#### WHAT TO WORK ON
All entries must be given again in full, exactly as they were supplied.

#### RECORD EXCERPTS
== Segment start ==

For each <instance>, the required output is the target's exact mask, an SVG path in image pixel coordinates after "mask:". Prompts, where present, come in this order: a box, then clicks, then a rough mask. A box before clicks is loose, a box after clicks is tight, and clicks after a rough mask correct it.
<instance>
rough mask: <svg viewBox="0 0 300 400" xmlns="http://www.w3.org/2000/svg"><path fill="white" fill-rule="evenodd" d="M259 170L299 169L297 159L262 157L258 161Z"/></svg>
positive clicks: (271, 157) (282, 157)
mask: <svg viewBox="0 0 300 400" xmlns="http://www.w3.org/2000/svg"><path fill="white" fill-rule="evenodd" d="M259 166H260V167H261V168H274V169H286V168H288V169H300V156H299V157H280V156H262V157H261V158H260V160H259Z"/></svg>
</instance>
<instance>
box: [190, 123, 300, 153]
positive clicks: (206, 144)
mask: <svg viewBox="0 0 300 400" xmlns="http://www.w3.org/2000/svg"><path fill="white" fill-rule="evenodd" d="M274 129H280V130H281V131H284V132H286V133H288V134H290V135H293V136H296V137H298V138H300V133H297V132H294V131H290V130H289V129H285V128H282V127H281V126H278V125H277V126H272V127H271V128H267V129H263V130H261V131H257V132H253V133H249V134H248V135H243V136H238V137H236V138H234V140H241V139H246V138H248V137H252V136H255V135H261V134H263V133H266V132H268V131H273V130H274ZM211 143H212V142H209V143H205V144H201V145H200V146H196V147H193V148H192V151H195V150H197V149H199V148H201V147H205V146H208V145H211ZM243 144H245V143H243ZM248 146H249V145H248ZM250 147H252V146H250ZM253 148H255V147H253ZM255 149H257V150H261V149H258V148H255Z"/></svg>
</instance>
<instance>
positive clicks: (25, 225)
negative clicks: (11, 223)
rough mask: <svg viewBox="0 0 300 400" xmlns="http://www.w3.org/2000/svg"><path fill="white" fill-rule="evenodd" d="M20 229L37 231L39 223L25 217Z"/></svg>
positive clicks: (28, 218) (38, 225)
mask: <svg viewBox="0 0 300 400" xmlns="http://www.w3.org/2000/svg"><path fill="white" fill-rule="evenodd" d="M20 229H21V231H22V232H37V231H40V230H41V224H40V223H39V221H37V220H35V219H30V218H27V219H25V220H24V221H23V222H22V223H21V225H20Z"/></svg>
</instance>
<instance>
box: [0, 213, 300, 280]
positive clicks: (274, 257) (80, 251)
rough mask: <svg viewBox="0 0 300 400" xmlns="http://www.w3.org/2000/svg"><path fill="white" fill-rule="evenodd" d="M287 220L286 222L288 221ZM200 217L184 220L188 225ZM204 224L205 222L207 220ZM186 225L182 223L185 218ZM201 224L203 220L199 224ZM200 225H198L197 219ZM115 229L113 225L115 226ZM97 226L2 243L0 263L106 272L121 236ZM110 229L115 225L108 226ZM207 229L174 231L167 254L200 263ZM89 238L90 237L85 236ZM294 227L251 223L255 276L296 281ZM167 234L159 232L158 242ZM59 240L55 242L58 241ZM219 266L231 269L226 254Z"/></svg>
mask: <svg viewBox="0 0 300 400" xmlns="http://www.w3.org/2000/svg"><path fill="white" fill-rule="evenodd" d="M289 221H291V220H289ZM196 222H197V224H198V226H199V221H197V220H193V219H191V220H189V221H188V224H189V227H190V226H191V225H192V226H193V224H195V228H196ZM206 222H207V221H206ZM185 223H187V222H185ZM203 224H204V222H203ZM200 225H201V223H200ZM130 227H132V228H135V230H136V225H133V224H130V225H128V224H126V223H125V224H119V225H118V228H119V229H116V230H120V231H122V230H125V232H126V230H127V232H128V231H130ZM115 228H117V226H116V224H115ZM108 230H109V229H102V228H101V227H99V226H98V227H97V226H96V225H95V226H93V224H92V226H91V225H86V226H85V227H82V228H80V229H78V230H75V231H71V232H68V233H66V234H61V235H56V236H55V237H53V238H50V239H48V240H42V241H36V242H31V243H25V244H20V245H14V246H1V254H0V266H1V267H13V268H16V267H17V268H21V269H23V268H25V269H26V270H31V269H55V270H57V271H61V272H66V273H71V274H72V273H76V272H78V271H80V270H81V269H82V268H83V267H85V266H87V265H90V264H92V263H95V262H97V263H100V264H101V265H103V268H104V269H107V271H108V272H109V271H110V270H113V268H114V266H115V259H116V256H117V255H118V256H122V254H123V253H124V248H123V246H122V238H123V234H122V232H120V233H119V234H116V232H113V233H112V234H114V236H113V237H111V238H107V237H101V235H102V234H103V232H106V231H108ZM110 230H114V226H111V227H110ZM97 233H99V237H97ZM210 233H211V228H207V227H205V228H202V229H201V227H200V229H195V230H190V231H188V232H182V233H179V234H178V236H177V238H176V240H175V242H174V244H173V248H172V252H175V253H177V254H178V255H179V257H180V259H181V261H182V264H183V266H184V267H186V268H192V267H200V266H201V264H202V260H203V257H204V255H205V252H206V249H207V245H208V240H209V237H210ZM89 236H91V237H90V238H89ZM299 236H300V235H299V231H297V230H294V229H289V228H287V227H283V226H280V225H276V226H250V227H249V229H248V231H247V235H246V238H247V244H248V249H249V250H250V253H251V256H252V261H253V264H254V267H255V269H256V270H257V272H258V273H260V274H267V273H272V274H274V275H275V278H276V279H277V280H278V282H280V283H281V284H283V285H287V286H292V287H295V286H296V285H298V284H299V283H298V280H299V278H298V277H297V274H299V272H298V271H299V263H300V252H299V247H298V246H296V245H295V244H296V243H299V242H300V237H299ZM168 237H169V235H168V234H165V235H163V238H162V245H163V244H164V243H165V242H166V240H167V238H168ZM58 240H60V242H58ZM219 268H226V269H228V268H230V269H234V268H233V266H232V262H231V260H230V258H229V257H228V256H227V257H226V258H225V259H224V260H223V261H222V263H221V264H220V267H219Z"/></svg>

== Segment end ==

#### ANSWER TO THIS TASK
For each <instance>, the required output is the target's exact mask, an SVG path in image pixel coordinates after "mask:". Prompts, where present, come in this order: a box, then clicks, then a rough mask. A box before clicks is loose, a box after clicks is tight, and clicks after a rough mask correct it.
<instance>
rough mask: <svg viewBox="0 0 300 400" xmlns="http://www.w3.org/2000/svg"><path fill="white" fill-rule="evenodd" d="M259 170L299 169L297 159L262 157L258 161Z"/></svg>
positive clicks: (271, 157) (282, 157)
mask: <svg viewBox="0 0 300 400" xmlns="http://www.w3.org/2000/svg"><path fill="white" fill-rule="evenodd" d="M259 166H260V167H261V168H274V169H286V168H288V169H300V156H299V157H280V156H262V157H261V158H260V160H259Z"/></svg>
</instance>
<instance>
box: [190, 123, 300, 153]
positive clicks: (206, 144)
mask: <svg viewBox="0 0 300 400" xmlns="http://www.w3.org/2000/svg"><path fill="white" fill-rule="evenodd" d="M274 129H280V130H281V131H284V132H286V133H288V134H290V135H293V136H296V137H298V138H300V133H297V132H294V131H290V130H289V129H285V128H282V127H281V126H278V125H277V126H272V127H271V128H267V129H263V130H261V131H257V132H253V133H249V134H248V135H243V136H238V137H236V138H234V140H241V139H246V138H248V137H252V136H255V135H261V134H263V133H266V132H268V131H273V130H274ZM211 143H212V142H209V143H205V144H201V145H200V146H196V147H193V148H192V151H195V150H197V149H199V148H201V147H205V146H208V145H211ZM243 144H245V143H243ZM248 146H249V145H248ZM250 147H252V146H250ZM253 148H255V147H253ZM255 149H257V150H261V149H258V148H255Z"/></svg>
</instance>
<instance>
positive clicks: (25, 225)
negative clicks: (11, 223)
rough mask: <svg viewBox="0 0 300 400" xmlns="http://www.w3.org/2000/svg"><path fill="white" fill-rule="evenodd" d="M20 229L37 231L39 223L25 217Z"/></svg>
positive clicks: (28, 218) (38, 225)
mask: <svg viewBox="0 0 300 400" xmlns="http://www.w3.org/2000/svg"><path fill="white" fill-rule="evenodd" d="M20 229H21V231H22V232H37V231H40V230H41V224H40V223H39V221H37V220H35V219H30V218H27V219H25V220H24V221H23V222H22V223H21V225H20Z"/></svg>
</instance>
<instance>
box: [0, 213, 300, 280]
positive clicks: (274, 257) (80, 251)
rough mask: <svg viewBox="0 0 300 400" xmlns="http://www.w3.org/2000/svg"><path fill="white" fill-rule="evenodd" d="M287 220L286 222L288 221ZM200 217L184 220L188 225ZM204 224L205 222L207 220ZM186 225L182 223L185 218ZM201 224L203 220L199 224ZM200 225H198L197 219ZM115 229L113 225L115 226ZM97 226L2 243L0 263L106 272L121 236ZM110 229L115 225L108 226ZM207 229L174 231L167 254L200 263ZM89 238L90 237L85 236ZM294 227L251 223L255 276L296 281ZM167 234L159 232L158 242ZM59 240L55 242L58 241ZM219 266L231 269L226 254Z"/></svg>
mask: <svg viewBox="0 0 300 400" xmlns="http://www.w3.org/2000/svg"><path fill="white" fill-rule="evenodd" d="M289 221H291V220H289ZM196 222H197V224H198V226H199V221H197V220H193V219H191V220H189V221H188V224H189V227H190V226H191V225H192V226H193V224H195V228H196ZM206 222H207V221H206ZM185 223H187V222H185ZM203 224H204V222H203ZM200 225H201V223H200ZM130 227H132V228H135V230H136V225H133V224H130V225H128V224H126V223H125V224H119V225H118V228H119V229H116V230H120V231H122V230H125V232H126V230H127V232H128V231H130ZM115 228H117V226H116V224H115ZM108 230H109V229H102V228H101V227H99V226H98V227H97V226H96V225H95V226H93V224H92V226H91V225H86V226H85V227H82V228H80V229H78V230H75V231H71V232H68V233H66V234H61V235H56V236H55V237H53V238H50V239H48V240H42V241H36V242H31V243H25V244H20V245H14V246H1V254H0V266H1V267H13V268H16V267H17V268H21V269H23V268H25V269H26V270H31V269H55V270H57V271H61V272H66V273H71V274H72V273H76V272H78V271H80V270H81V269H82V268H83V267H85V266H87V265H90V264H92V263H95V262H97V263H100V264H101V265H103V268H104V269H107V271H108V272H109V271H110V270H113V268H114V266H115V259H116V256H117V255H118V256H122V254H123V253H124V248H123V246H122V238H123V234H122V232H120V233H119V234H116V232H113V233H112V234H114V236H113V237H111V238H107V237H101V235H102V234H103V232H106V231H108ZM110 230H114V226H111V227H110ZM97 233H99V237H97ZM210 233H211V228H207V227H205V228H202V229H201V227H200V229H195V230H190V231H188V232H182V233H179V234H178V236H177V238H176V240H175V242H174V244H173V248H172V252H175V253H177V254H178V255H179V257H180V259H181V261H182V264H183V266H184V267H186V268H192V267H200V266H201V264H202V260H203V257H204V255H205V252H206V249H207V245H208V240H209V237H210ZM89 236H91V237H90V238H89ZM299 236H300V235H299V231H297V230H294V229H289V228H287V227H283V226H280V225H276V226H250V227H249V229H248V231H247V235H246V238H247V244H248V249H249V250H250V253H251V256H252V261H253V264H254V267H255V269H256V270H257V272H258V273H260V274H267V273H272V274H274V275H275V278H276V279H277V280H278V282H280V283H281V284H283V285H287V286H292V287H295V286H296V285H298V284H299V283H298V280H299V278H298V277H297V274H299V272H298V271H299V263H300V252H299V247H298V246H296V245H295V244H296V243H299V242H300V237H299ZM168 237H169V235H168V234H165V235H163V238H162V245H163V244H164V243H165V242H166V240H167V238H168ZM58 240H60V242H58ZM219 268H226V269H228V268H230V269H234V268H233V266H232V262H231V260H230V258H229V257H228V256H227V257H226V258H225V259H224V260H223V261H222V263H221V264H220V267H219Z"/></svg>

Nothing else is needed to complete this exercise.